**PROBLEM REQUIREMENTS**. Render the part of the listing from its first line through the line containing "[(457, 215)]", inclusive, as a numbered list with blank lines dropped and the pictures omitted.
*** THE RECORDS
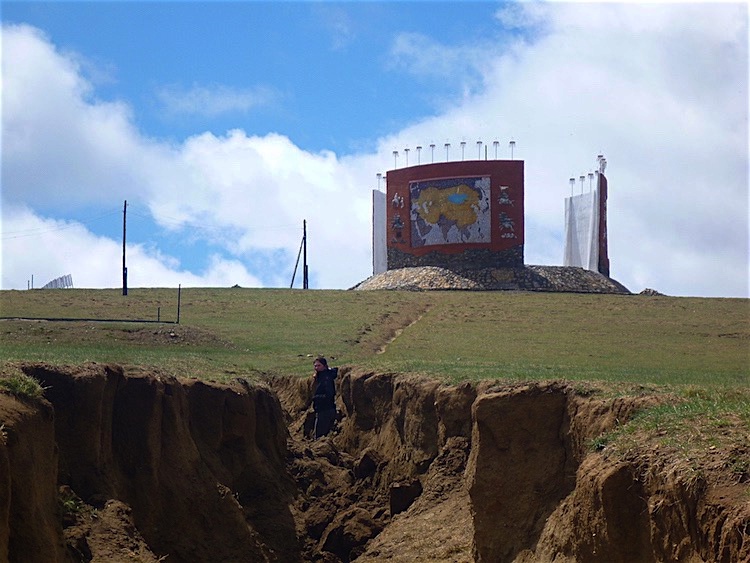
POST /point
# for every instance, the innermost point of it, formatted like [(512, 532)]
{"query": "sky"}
[(227, 126)]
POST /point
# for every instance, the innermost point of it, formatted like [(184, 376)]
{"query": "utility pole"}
[(124, 267)]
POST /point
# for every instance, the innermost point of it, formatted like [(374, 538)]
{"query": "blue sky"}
[(226, 124)]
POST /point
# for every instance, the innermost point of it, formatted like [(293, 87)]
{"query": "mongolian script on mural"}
[(450, 211)]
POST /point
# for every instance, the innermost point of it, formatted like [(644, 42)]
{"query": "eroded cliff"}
[(141, 467)]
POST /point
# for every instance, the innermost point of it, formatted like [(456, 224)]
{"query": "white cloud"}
[(42, 249), (660, 90)]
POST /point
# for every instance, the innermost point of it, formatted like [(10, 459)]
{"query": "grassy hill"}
[(452, 335)]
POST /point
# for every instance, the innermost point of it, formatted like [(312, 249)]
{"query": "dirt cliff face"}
[(122, 466)]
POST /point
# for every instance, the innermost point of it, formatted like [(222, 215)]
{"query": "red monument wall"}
[(457, 215)]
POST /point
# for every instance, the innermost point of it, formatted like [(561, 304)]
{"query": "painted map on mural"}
[(450, 211)]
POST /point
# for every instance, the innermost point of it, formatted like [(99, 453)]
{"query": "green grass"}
[(16, 383), (455, 336)]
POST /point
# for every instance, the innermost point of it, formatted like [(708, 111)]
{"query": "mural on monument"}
[(450, 211)]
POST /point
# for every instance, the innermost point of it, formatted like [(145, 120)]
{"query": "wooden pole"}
[(124, 267), (304, 255)]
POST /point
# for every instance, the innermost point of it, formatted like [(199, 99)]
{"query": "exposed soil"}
[(119, 466)]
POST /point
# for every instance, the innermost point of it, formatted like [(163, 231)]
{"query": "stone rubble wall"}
[(524, 278)]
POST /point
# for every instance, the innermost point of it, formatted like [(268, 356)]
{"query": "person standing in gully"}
[(324, 396)]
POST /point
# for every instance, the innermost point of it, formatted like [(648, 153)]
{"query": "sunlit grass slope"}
[(234, 332)]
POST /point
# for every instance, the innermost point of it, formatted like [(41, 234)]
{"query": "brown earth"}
[(119, 466)]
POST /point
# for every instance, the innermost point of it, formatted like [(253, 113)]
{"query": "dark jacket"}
[(324, 393)]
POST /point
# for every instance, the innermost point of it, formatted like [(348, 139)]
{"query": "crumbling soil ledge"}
[(114, 466)]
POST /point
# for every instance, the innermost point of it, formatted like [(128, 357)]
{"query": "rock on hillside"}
[(526, 278)]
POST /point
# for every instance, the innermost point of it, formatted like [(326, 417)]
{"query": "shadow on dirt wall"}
[(137, 467)]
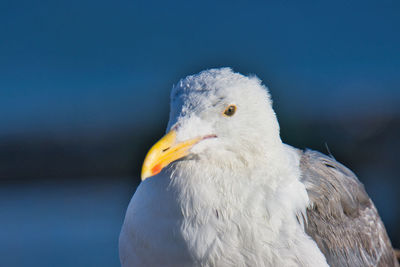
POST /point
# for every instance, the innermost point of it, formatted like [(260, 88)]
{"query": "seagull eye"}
[(230, 110)]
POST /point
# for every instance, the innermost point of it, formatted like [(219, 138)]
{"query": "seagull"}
[(222, 189)]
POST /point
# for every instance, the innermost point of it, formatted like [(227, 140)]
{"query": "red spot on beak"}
[(156, 169)]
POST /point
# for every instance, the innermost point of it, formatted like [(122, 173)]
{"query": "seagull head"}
[(219, 117)]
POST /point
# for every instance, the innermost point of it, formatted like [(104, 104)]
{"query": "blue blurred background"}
[(84, 92)]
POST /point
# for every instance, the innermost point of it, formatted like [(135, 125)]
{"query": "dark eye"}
[(230, 110)]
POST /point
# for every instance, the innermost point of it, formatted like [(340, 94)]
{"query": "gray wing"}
[(341, 218)]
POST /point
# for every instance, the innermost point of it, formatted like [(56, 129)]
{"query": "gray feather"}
[(342, 219)]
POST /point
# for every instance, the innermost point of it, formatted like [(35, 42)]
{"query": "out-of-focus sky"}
[(82, 66)]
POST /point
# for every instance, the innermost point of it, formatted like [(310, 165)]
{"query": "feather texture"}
[(341, 217)]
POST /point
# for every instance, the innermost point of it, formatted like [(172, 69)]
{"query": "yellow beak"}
[(164, 152)]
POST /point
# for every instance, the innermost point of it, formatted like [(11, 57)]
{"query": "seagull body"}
[(226, 191)]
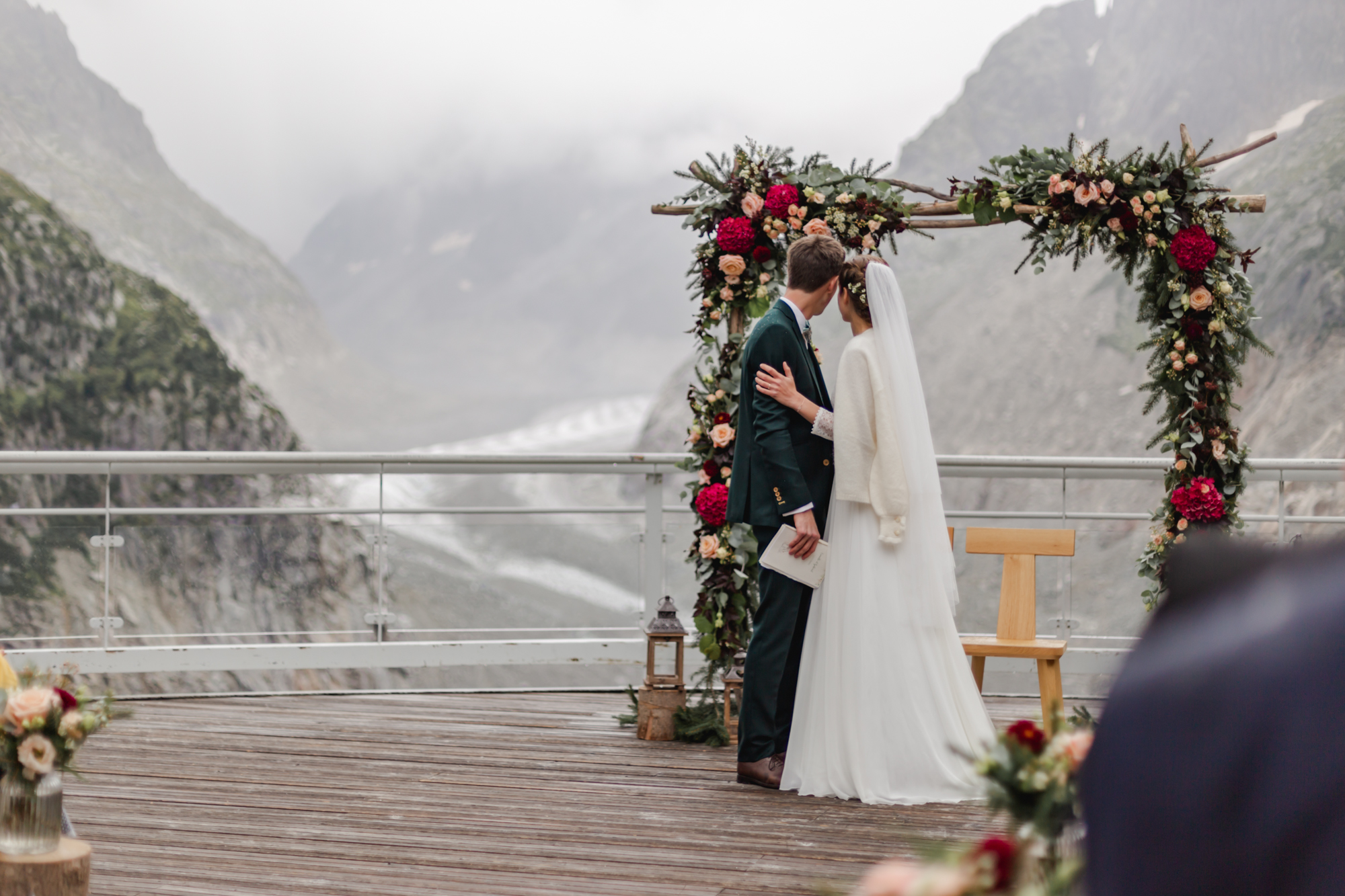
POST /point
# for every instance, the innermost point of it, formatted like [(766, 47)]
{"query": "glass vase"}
[(30, 813)]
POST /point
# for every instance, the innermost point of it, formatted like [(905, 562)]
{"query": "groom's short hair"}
[(812, 261)]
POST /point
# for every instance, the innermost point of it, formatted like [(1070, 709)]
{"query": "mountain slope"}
******
**IN RESPONSE**.
1. POST /point
2. # for every instance, the innermost point of it, formatted like [(512, 532)]
3. {"query": "sky"}
4. [(227, 126)]
5. POST /point
6. # for every instance, the innermost point of it, formatted like [(184, 376)]
7. {"query": "utility pole"}
8. [(124, 267)]
9. POST /point
10. # for every instance, the innermost point of it, formatted like [(374, 538)]
11. {"query": "blue sky"}
12. [(226, 124)]
13. POST /point
14. # for every instance, the innermost point of it, formatted like [(293, 87)]
15. {"query": "mongolian script on mural"}
16. [(450, 211)]
17. POST /point
18. # for every instance, the innermost point of it, formatted like [(644, 42)]
19. {"query": "eroded cliff"}
20. [(141, 467)]
21. POST /point
22. # for every instance, the innermost point of it, formatted like [(456, 224)]
23. {"query": "white cloud"}
24. [(42, 249), (660, 90)]
25. POST /point
26. # for every instance, the innermost point of it, formatted like [(10, 459)]
27. {"query": "grassy hill"}
28. [(452, 335)]
29. POST /point
30. # for every instance, the innermost point of it, formatted like [(312, 249)]
31. {"query": "dirt cliff face"}
32. [(122, 466)]
33. POST /point
34. # for every instance, the innermost point of it, formatted like [(222, 215)]
35. {"query": "red monument wall"}
36. [(457, 215)]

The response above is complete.